From the Wolverine review below, copy the part that begins "The cover to" and ends "word ‘ass’ be?", swapping "preview" for "excerpt".

▶ [TEXT SHOWN]:
::::::::::
The cover to “Wolverine: The Best There Is” #1 has a big warning: “Parental Advisory! Not for kids!” with ‘not’ underlined. An early preview for this issue has almost two pages completely censored for being ‘too violent.’ And, yet, there’s something desperate and sad about the attempts to convince people that this Wolverine title is ‘extreme’ and ‘disturbing’ when so many measures are taken inside to keep it tame enough, because, obviously, a Wolverine comic can’t be too ‘mature.’ I mean, they even censor the word ‘ass.’ How ‘unsuitable’ can a comic that censors the word ‘ass’ be?
That’s where this comic becomes an oddity. In many ways, it tries to hold itself back by keeping the more overt and obvious offenses under wraps, while having no problem with a naked Wolverine slaughtering the spectators at an illegal operation where they kidnap and force mutants to fight one another. The contradiction between that and something like censoring the word ‘ass’ crop up again and again throughout the issue, creating an odd impression of a comic that wants to be a MAX title, but isn’t allowed to be. It’s a watered down version of itself and just as unsatisfying as that sounds.
The potential for a balls-to-the-wall insane Wolverine comic is here. Charlie Huston takes advantage of Juan Jose Ryp’s gloriously intricate art and ability to depict grotesque violent horrors by giving him lots of violence and strangeness to draw. If you’ve seen his work on “No Hero,” the idea of Ryp drawing a naked
Wolverine being treated like a dog before he kills everyone seems like a natural fit. He draws the fits of violence in flashes, mimicking the ‘blacked out’ nature of Logan’s mindset, the idea that what happened would come back to him only in brief flashes of memory. It’s effective and builds to the final panels in the sequence where a crazed Wolverine stands naked, covered in blood, about to kill the last one before it ends with a giant SNIKT!
::::::::::
▶ [DATA UNDER STUDY]:
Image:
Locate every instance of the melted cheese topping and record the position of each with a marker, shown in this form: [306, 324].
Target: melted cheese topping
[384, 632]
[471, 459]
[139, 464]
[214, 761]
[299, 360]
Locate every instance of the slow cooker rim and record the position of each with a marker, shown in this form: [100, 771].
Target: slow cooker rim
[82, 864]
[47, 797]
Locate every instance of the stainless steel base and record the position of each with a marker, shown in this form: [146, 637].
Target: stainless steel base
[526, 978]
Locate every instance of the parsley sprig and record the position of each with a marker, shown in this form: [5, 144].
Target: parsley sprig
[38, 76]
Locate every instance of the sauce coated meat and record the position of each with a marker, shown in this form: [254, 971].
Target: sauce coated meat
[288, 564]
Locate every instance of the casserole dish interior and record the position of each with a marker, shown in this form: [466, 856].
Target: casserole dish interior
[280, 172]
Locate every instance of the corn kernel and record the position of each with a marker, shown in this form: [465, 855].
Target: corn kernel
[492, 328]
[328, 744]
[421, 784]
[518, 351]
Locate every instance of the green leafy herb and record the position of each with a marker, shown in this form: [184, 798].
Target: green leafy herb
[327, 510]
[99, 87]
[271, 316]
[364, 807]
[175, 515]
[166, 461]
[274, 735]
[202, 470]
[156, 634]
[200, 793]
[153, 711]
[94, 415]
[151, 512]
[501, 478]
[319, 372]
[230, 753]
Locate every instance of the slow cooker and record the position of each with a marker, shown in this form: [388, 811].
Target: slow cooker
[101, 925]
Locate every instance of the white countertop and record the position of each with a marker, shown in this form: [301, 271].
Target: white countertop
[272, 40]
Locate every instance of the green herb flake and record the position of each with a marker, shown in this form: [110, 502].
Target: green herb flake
::::::::::
▶ [ANSWER TO THE PROBLEM]:
The cover to “Wolverine: The Best There Is” #1 has a big warning: “Parental Advisory! Not for kids!” with ‘not’ underlined. An early excerpt for this issue has almost two pages completely censored for being ‘too violent.’ And, yet, there’s something desperate and sad about the attempts to convince people that this Wolverine title is ‘extreme’ and ‘disturbing’ when so many measures are taken inside to keep it tame enough, because, obviously, a Wolverine comic can’t be too ‘mature.’ I mean, they even censor the word ‘ass.’ How ‘unsuitable’ can a comic that censors the word ‘ass’ be?